### TRECHO CITADO
━━━━━━━━━━━━━━━━━━━━━━━━━━━━━━

‘Solta o inocente, seu juiz’, gritaram manifestantes ao bloquear rodovia Régis Bittencourt, na Grande SP. Um policial rodoviário provocou: ‘Tá preso, já era’
“A gente tem que fazer alguma coisa, não pode ficar parado”, dizia o marceneiro Miguel Terkeli, andando de um lado para outro na calçada diante de sua casa, no Jardim Panorama, periferia de Tabão da Serra, na Grande SP, distribuindo garrafinhas de água para os parentes, amigos e vizinhos que apareceram para ajudar. Vestia branco como a esposa, Vera Lúcia Campos Terkeli. Aos 56 anos, o casal evangélico se preparava para participar de algo que nunca tinham feito antes: um protesto de rua.
Com uma faixa que dizia “Dois irmãos presos sem provas” e cartazes de cartolina onde se lia “Soltem os inocentes”, o grupo reunido pelo casal se organizou para pedir a libertação dos filhos de Miguel e Vera, Victor Hugo, 19 anos, e Tiago Campos Terkeli, 32. Os dois irmãos foram presos em 12 de junho, acusados de participação em dois roubos ocorridos a 83 quilômetros dali, na noite de 1º de março, na cidade de Jundiaí.
“Vou te falar uma coisa. A gente que mora na periferia é onde eles judiam mais. Eu penso assim”, desabafou Miguel, enquanto esperava a chegada de mais amigos que tinham prometido aparecer. Ele contou que, semanas antes, havia visitado os filhos no CDP (Centro de Detenção Provisória) de Jundiaí e ouvido, de um criminoso experiente que dividia a mesma cela com eles: “A gente não sabe porque prenderam seus filhos, eles não são do crime. É por isso que a gente tem nojo da justiça”.

━━━━━━━━━━━━━━━━━━━━━━━━━━━━━━

### BLOCO DE DADOS

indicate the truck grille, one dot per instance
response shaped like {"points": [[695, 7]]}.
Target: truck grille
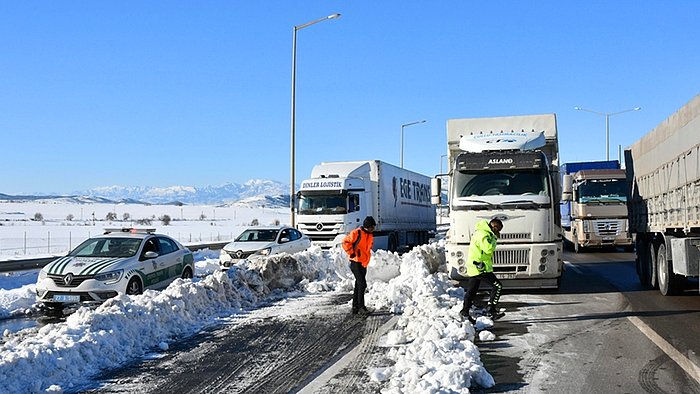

━━━━━━━━━━━━━━━━━━━━━━━━━━━━━━

### TAREFA PROPOSTA
Redigite, sem alterar nada, a parte da reportagem sobre o protesto pela libertação dos dois irmãos que começa com as palavras que contêm "Com uma faixa" e termina com "cidade de Jundiaí.".

### SOLUÇÃO ABAIXO
Com uma faixa que dizia “Dois irmãos presos sem provas” e cartazes de cartolina onde se lia “Soltem os inocentes”, o grupo reunido pelo casal se organizou para pedir a libertação dos filhos de Miguel e Vera, Victor Hugo, 19 anos, e Tiago Campos Terkeli, 32. Os dois irmãos foram presos em 12 de junho, acusados de participação em dois roubos ocorridos a 83 quilômetros dali, na noite de 1º de março, na cidade de Jundiaí.